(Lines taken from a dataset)
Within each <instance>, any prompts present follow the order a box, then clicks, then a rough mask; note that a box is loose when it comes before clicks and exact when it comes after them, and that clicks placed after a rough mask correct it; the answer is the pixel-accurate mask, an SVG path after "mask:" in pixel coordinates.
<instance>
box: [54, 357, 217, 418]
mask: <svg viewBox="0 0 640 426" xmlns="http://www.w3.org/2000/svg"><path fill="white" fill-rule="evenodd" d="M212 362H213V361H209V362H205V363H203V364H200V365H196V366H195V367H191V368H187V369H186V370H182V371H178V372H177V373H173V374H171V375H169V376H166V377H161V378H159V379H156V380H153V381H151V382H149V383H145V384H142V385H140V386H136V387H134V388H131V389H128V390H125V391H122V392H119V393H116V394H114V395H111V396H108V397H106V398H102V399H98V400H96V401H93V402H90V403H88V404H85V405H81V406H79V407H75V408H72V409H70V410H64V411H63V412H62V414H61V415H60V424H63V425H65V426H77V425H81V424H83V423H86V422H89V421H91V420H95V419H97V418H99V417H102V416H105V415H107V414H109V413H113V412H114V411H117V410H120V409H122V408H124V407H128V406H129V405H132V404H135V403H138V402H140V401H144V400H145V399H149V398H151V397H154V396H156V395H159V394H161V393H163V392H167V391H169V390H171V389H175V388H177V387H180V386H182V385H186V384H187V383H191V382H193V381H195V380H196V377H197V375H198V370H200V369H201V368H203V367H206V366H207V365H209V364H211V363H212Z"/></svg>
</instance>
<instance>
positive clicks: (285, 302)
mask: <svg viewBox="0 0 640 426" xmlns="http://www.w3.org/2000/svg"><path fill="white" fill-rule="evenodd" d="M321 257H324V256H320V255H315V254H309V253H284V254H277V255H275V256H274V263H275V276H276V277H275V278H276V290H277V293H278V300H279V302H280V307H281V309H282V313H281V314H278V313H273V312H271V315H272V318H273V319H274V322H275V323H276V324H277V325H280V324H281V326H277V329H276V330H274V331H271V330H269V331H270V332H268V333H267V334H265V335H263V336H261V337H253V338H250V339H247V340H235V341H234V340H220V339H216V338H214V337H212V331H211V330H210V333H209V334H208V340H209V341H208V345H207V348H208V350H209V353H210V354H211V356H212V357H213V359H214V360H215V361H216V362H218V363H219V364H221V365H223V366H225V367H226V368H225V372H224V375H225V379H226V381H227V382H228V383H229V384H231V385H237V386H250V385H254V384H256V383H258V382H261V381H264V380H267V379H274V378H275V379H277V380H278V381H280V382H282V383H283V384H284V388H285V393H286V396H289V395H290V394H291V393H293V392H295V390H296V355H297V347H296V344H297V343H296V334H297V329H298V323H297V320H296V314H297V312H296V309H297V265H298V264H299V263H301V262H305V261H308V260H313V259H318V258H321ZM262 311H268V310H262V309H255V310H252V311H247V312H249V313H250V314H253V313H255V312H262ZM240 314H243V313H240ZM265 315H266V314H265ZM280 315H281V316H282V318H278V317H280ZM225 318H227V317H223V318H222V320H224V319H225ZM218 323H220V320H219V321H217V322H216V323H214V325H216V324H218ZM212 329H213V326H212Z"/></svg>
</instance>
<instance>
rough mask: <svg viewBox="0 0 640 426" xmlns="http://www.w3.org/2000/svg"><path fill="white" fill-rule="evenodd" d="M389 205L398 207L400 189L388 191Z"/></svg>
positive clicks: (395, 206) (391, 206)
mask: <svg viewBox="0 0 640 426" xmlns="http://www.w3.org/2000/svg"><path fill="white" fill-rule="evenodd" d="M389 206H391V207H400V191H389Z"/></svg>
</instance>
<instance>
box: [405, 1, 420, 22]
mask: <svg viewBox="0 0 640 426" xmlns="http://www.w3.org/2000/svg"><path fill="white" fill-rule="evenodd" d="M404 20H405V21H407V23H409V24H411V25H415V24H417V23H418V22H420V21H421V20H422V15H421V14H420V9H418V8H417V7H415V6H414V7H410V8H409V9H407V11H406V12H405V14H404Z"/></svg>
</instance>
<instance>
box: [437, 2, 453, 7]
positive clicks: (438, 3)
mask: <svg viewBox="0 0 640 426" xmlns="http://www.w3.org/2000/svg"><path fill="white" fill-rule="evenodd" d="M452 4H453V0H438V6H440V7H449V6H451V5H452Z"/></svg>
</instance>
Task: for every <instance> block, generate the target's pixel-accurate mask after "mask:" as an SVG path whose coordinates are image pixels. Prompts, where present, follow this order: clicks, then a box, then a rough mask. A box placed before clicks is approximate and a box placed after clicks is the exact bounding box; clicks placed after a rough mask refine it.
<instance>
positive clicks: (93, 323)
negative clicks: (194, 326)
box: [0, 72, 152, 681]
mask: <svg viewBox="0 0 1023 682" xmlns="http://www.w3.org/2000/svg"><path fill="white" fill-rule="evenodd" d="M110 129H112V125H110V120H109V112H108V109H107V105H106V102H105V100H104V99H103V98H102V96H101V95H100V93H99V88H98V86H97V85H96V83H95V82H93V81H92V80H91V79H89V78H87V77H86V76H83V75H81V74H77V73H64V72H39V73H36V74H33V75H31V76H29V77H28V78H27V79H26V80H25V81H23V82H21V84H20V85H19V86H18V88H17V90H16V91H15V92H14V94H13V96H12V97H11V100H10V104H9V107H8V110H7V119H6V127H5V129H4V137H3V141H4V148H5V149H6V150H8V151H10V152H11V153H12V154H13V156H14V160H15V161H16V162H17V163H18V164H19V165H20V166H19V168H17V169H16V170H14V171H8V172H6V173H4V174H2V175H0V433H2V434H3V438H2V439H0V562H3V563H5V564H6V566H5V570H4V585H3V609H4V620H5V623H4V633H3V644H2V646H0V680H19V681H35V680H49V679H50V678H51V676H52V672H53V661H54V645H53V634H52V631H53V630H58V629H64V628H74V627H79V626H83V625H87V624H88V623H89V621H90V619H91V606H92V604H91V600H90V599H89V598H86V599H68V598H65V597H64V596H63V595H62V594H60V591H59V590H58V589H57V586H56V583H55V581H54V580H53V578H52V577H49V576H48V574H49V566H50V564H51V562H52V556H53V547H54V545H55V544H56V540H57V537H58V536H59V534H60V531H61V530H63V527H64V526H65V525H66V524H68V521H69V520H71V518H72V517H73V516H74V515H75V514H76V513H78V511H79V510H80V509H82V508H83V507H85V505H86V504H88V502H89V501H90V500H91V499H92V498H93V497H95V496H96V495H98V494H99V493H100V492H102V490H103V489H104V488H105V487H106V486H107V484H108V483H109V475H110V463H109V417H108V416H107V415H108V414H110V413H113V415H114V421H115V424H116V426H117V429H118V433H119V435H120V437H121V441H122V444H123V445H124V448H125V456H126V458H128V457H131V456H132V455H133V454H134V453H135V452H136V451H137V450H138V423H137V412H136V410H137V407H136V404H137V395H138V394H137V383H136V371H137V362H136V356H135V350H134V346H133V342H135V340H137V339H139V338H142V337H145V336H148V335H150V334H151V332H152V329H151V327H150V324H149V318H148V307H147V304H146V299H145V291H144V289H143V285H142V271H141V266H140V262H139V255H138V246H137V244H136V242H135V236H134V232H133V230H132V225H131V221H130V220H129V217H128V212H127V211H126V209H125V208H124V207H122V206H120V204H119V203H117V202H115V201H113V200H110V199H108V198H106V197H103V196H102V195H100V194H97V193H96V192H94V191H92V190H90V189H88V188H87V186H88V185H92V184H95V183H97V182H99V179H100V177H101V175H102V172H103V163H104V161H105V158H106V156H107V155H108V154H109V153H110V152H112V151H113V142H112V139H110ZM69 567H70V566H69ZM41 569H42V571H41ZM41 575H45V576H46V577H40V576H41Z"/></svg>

§ **Aim of the task**:
Report every line above that contains the word "positive", copying each one in full. Case counts.

§ **Response to this exercise**:
positive clicks: (285, 302)
positive clicks: (395, 206) (391, 206)
positive clicks: (438, 3)
positive clicks: (93, 323)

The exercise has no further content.